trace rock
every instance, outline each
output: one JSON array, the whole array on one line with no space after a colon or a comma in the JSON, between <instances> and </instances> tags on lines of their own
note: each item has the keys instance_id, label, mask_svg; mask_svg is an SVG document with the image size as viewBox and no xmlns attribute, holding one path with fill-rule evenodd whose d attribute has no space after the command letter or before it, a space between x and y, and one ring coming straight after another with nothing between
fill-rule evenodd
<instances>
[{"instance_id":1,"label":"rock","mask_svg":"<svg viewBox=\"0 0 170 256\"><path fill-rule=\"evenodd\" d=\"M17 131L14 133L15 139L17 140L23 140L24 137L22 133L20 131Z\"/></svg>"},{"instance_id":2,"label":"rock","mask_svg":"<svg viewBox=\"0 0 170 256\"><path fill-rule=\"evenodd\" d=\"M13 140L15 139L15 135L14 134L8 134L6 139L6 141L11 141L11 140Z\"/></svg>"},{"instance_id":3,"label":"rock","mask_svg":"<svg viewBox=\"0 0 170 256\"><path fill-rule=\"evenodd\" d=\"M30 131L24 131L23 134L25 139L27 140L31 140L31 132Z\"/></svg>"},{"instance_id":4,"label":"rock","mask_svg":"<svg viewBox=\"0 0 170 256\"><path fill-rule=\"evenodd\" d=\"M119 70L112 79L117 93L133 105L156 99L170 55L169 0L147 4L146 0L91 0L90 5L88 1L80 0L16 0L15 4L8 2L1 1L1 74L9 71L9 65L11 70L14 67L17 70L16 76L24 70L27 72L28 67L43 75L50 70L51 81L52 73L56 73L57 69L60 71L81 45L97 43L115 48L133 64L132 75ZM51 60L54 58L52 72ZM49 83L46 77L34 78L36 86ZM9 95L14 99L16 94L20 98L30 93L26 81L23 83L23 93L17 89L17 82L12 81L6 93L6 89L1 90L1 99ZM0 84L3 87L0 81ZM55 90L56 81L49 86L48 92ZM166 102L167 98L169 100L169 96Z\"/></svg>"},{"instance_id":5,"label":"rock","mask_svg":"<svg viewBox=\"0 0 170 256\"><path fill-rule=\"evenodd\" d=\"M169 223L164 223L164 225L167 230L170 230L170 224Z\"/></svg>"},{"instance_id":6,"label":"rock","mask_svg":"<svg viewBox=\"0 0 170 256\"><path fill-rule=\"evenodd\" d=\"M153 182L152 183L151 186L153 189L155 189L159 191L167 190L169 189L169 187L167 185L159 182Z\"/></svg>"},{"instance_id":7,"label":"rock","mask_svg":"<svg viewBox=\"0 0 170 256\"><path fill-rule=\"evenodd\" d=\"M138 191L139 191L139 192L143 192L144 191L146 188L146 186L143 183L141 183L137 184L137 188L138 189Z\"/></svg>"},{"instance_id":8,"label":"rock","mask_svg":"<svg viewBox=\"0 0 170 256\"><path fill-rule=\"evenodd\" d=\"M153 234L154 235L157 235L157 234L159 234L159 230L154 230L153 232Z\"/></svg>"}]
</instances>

_ _ _

PROBLEMA PLANTEADO: Cita sin cambiar nada las filas que van desde el comienzo hasta la que contiene "output: one JSON", esta incluida.

RESPUESTA RESUELTA:
trace rock
every instance, outline each
output: one JSON array, the whole array on one line with no space after a colon or a comma in the JSON, between <instances> and </instances> tags on lines of their own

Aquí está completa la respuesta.